**Requirement**
Quote the hollyhock genome text word for word, between "Data Records" and "accessed on Figshare46.", inclusive.

**Text segment**
══════

Table 2 Statistical results of repeat repeats.
Table 3 Classification of TEs.

Gene structure prediction

Gene structure prediction integrates three approaches: homology-based prediction, de novo prediction, and transcriptome-assisted prediction. Homology-based prediction utilizes annotation information from six closely related species: H. cannabinus, G. raimondii, G. hirsutum, Corchorus. capsularis, C. olitorius, and T. cacao. Firstly, GeMoMa (v1.9)33 is employed for homology prediction. Based on the results of homology prediction, genes with complete structures are selected for training the de novo prediction software, Augustus (v3.0.3)34 and SNAP (v11/29/2013)35. RNA-seq data is aligned using HISAT (v2.0.4)36 and assembled into transcripts with StringTie (v1.2.2)37. Finally, EvidenceModeler (v1.1.1)38 is used to consolidate all data, resulting in the final gene set. The completeness and proportion of fully predicted genes are assessed by comparing the gene set against the embryophyta_odb10 database using BUSCO. Ultimately, 51,436 genes were annotated. Among these predicted genes, the average gene length and coding sequence (CDS) length were 2739.92 bp and 1242.54 bp, respectively (Table 4). The average number of exons per gene was 5.49, with average exon and intron lengths of 226.23 bp and 333.31 bp, respectively. The BUSCO completeness assessment of the gene set revealed coverage of 1,588 conserved proteins, with a completeness of 98.4%, including 853 (52.9%) single-copy genes and 735 (45.5%) multi-copy genes (Table 1).

Table 4 Gene structure prediction statistics.

Functional annotation of genes

Functional annotation of genes is performed using InterProScan (v5.28-67.0)39 to search secondary structural ___domain databases and obtain gene function information. The comparison databases used include SwissProt40, TrEMBL, KEGG41, InterPro, NR, KOG, and GO42. The functional annotation statistics of the predicted genes in seven databases (Nr, Swissprot, KEGG, KOG, TrEMBL, Interpro, GO) are shown in the Table 5. The Venn diagram illustrating the number of gene annotations across five databases (Nr, Interpro, KEGG, Swissprot, and KOG) is shown in the Fig. 5b, with 33,086 genes annotated in all five databases. The statistical results of KOG functional annotation categorization indicated that the five most represented gene functions were ‘General function prediction only’, ‘Signal transduction mechanisms’, ‘Transcription’, ‘Function unknown’, and ‘Posttranslational modification, protein turnover, chaperones’ (Fig. S1). The KEGG pathway annotation results showed that the five most involved metabolic pathways were global and overview maps, carbohydrate metabolism, translation, folding, sorting, and degradation, and signal transduction - membrane transport (Fig. S2). The GO secondary node annotation classification statistics indicated that the most represented categories in terms of gene number were binding, cellular processes, catalytic activity, metabolic processes, and cellular component (Fig. S3).

Table 5 Genome function annotation result.
Fig. 5
figure 5

Gene structure prediction and gene function annotation. (a) Statistical plots of the prediction results of the gene structure, (b) Gene functional annotation results for number statistics in five databases: NR, InterPro, KEGG, SwissProt and KOG.

Data Records

The genome sequence data used for genome assembly and annotation have been deposited in the Genome Sequence Archive (GSA) of the National Genomics Data Center (NGDC) under accession number CRA02432643. Both the raw reads and chromosome assembly have been submitted to NCBI with the accession number of SRP59090344 and GCA_050717195.145. Annotation files can be accessed on Figshare46.

Technical Validation

We assessed the genome integrity using BUSCO, using the comparison library eudicots_odb10, the assembly integrity of contig genome was 99.5%, and the assembly integrity of scaffold genome was 99.6%, and the number and proportion of fully predicted genes were evaluated. The results showed that the gene set fully covered 1,588 conserved proteins (98.4% integrity), of which 863 (52.9%) were single copies and 735 (45.5%) were multiple copies. The three evaluation results showed that the genome assembly quality of hollyhock was high.

══════

**Provided records**
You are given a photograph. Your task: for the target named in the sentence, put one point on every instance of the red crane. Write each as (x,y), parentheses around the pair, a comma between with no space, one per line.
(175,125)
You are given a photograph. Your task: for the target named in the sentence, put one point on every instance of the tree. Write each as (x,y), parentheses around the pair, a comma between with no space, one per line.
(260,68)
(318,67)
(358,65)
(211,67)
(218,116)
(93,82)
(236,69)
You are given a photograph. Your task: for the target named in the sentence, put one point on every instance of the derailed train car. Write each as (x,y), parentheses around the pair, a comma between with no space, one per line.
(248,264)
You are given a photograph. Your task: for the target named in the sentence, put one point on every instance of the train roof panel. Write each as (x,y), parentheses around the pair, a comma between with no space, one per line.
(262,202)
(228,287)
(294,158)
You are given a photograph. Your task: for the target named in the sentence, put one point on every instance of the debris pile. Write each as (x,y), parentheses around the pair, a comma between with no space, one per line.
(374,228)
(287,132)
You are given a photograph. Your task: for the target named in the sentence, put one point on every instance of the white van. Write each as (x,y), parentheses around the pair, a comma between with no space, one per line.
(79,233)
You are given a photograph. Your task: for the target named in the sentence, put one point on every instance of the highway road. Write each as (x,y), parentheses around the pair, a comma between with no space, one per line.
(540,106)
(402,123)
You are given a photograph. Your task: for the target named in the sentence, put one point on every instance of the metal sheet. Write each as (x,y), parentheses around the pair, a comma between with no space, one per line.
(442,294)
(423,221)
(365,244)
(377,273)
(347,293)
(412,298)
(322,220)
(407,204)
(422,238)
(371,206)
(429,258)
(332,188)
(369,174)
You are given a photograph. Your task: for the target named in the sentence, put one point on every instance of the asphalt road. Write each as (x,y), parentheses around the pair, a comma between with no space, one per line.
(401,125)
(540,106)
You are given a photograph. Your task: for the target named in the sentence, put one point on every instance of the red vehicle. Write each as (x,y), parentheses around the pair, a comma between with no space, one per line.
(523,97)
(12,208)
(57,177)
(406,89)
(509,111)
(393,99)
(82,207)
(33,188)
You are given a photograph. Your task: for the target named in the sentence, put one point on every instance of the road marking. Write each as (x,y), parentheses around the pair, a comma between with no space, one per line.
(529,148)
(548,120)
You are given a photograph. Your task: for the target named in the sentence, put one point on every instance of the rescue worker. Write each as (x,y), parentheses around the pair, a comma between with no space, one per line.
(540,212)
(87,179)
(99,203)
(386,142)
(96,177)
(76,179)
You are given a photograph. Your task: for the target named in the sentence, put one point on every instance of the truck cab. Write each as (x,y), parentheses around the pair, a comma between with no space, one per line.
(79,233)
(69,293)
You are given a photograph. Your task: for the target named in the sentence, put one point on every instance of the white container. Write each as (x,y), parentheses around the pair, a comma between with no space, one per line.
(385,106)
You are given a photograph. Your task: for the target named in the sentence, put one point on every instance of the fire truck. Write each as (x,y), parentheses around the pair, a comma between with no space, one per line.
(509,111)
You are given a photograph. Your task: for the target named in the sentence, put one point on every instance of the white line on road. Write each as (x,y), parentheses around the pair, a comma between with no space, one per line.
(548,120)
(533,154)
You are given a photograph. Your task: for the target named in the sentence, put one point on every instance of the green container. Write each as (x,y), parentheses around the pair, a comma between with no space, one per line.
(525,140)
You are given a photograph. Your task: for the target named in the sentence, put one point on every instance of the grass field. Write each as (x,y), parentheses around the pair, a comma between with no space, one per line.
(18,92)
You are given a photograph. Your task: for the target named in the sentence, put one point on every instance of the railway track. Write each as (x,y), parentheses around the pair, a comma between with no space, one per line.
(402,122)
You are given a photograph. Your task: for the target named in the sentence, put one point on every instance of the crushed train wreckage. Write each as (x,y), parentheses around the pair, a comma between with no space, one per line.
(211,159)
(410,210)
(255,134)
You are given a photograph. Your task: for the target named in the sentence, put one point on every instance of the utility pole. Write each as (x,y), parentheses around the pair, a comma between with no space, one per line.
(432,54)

══════

**Task output**
Data Records

The genome sequence data used for genome assembly and annotation have been deposited in the Genome Sequence Archive (GSA) of the National Genomics Data Center (NGDC) under accession number CRA02432643. Both the raw reads and chromosome assembly have been submitted to NCBI with the accession number of SRP59090344 and GCA_050717195.145. Annotation files can be accessed on Figshare46.